_Task to carry out_: Revise the listing below by changing every "Scan for" to "Look for" and leaving everything else as it is.

──────── Provided information ────────

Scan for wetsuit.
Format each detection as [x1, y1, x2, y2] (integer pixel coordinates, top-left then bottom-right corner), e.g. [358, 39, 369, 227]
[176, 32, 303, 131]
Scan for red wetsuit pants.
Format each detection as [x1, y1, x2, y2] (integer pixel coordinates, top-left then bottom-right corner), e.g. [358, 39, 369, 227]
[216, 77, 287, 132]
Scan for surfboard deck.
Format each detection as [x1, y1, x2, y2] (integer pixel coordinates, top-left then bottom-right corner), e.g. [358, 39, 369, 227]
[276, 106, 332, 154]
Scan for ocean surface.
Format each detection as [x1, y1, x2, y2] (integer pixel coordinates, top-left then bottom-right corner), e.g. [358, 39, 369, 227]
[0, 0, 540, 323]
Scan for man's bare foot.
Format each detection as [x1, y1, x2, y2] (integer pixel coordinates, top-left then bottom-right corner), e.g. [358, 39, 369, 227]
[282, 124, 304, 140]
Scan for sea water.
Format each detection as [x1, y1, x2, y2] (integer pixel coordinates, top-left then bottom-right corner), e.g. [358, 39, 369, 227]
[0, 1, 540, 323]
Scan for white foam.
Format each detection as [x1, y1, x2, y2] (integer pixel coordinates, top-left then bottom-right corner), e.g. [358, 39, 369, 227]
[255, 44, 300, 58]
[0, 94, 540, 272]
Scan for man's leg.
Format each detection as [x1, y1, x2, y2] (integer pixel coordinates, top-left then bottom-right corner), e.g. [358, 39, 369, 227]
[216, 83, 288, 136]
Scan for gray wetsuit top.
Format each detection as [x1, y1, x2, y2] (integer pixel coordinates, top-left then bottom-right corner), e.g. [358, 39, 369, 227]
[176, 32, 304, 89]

────────

_Exercise answer_:
Look for wetsuit.
Format each detection as [x1, y1, x2, y2] (integer pixel coordinates, top-left then bottom-right corner), e.g. [358, 39, 369, 227]
[176, 32, 303, 131]
Look for red wetsuit pants.
Format each detection as [x1, y1, x2, y2] (integer pixel coordinates, top-left then bottom-right corner), e.g. [358, 39, 369, 227]
[216, 77, 287, 132]
Look for surfboard deck.
Format each detection as [x1, y1, x2, y2] (integer pixel coordinates, top-left then bottom-right corner), e.g. [358, 39, 369, 227]
[276, 106, 332, 154]
Look for ocean surface.
Format each detection as [x1, y1, x2, y2] (integer pixel coordinates, top-left then bottom-right corner), e.g. [358, 39, 369, 227]
[0, 0, 540, 323]
Look for man's bare foot.
Format each detection as [x1, y1, x2, y2] (integer pixel coordinates, top-left then bottom-right corner), e.g. [358, 39, 369, 227]
[282, 124, 304, 140]
Look for sea water.
Format each detection as [x1, y1, x2, y2] (integer pixel coordinates, top-left then bottom-right corner), e.g. [358, 39, 369, 227]
[0, 1, 540, 323]
Look for white foam.
Format each detection as [x1, y1, x2, y2] (integer pixel coordinates, top-left then bottom-right corner), e.g. [358, 39, 369, 227]
[255, 44, 300, 58]
[0, 94, 540, 272]
Look for man's leg.
Format each detection as [x1, y1, x2, y2] (integer pixel coordinates, top-left then bottom-right corner), e.g. [358, 39, 369, 227]
[216, 83, 288, 136]
Look for gray wetsuit top.
Format each detection as [x1, y1, x2, y2] (integer pixel coordinates, top-left then bottom-right corner), e.g. [358, 39, 369, 227]
[176, 32, 304, 89]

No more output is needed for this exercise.